Required task = Continue the passage below on HCL Technologies and the Indian information technology sector, beginning after its final sentence.

The Indian information technology sector contributes about 67 per cent of USD 124 to 130 billion market globally. Being an economic transformation of the country, the sector has performed a major role over the years. The cost effective IT service industry of India is about three to four times cheaper than the USA, continues to be the backbone of its Unique Selling Proposition (USP) in the global sourcing market. We are trying to analyse one of the major IT companies, HCL Technologies.

About The Company

HCL Technologies is engaged in computer programming, consultancy and related activities. The company provides a range of software services, business process outsourcing services and information technology (IT) infrastructure services. It operates through three segments viz. software services, IT infrastructure services and Business Process Outsourcing services.

HCL Technologies provides application development and maintenance, enterprise application, next generation software as a service (SAAS) application services and engineering, and research and development services to various clients across the world. Company’s geographical segments include America, Europe, India and others. It delivers solutions across various verticals, including financial services, manufacturing (automotive, aerospace, hi-tech and semiconductors), telecom, retail and consumer packaged goods services, energy and utility, healthcare and travel, transport and logistics.

Clients Base

HCL Technologies has added 1 client with USD 100 million+ ticket size to total 8 clients; 2 clients with USD 50 million+ to total 19; 7 clients with USD 40 million+ to total 29; 22 clients for USD 10 million+ to total 144 and 27 clients for USD 5 million+ ticket size to total 233 as of FY16.

Recent Acquisitions

HCL Technologies’ deal winning records remain strong during the latest quarter. The company acquired seven transformational deals worth in excess of USD 2 billion in total contract value (TCV), twice as compared with the usual USD 1 billon TCV. Effectively, the total number of transformational engagements during the nine month of FY16 stood at 25, with a TCV of more than USD 4 billion.

Dataset extract =

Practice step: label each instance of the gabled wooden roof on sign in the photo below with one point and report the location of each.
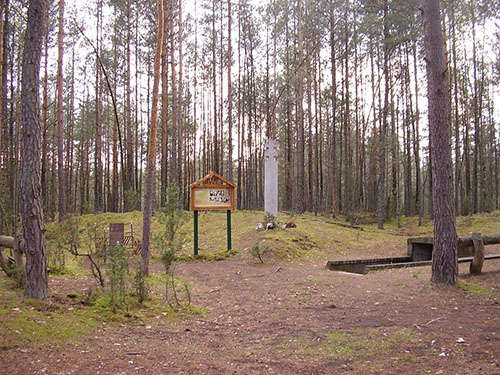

Solved exercise =
In October 2015, HCL Technologies announced the acquisition of PowerObjects in North America for a consideration of USD 46 million to widen its offerings in the application development space. In July 2015, it acquired some assets of Trygstad Technical Services, in an all-cash deal to deepen its expertise in core engineering, internet of things, embedded systems and intelligent systems.

IT Transformation Deal With Volvo Group

HCL Technologies signed significant IT outsourcing deal with the Volvo Group by acquiring its external IT business. The company added about 40 new customers from the Nordics countries and France to its portfolio.

HCL Technologies will deliver on a technology transformation roadmap that spans over 3500 applications, 20 plus data centres, over 11000 servers, 12 PB of storage, 20,000 MIPS of mainframe capacity and over 15000 network devices. As part of this roadmap, the company will also provide more than 65000 Volvo end users with access to productivity and user enablement solutions.

Takeover of Geometric

HCL Technologies is all set to acquire the business of Geometric. The company will acquire business of Geometric except for 58 per cent stake that Geometric owns in joint venture 3DPLM Software Solutions with Dassault Systemes. It will issue 15640546 equity shares of Rs 2 each.

Geometric is one of India’s leading PLM consulting, mechanical engineering and manufacturing services providers. The company's segments are products, software services and engineering services.

HCL will buy Geometrics’ IT services in all stock deal with value of around Rs 1300 crore. The company is looking to strengthen its engineering and automotive services portfolio. The stock swap will happen as Geometric shareholders will receive 10 shares of HCL for every 43 shares in Geometric.

HCL’s acquisition is the largest acquisition in the engineering services space. The deal has matured when Indian IT firms are looking for transition away servicing deals to higher margin digital business model. According to company’s management, the acquisition will provide several cross-sell and up-sell opportunities. The customers will benefit from a unique services portfolio of end-to-end engineering, R&D, digital technologies and internet of things capabilities.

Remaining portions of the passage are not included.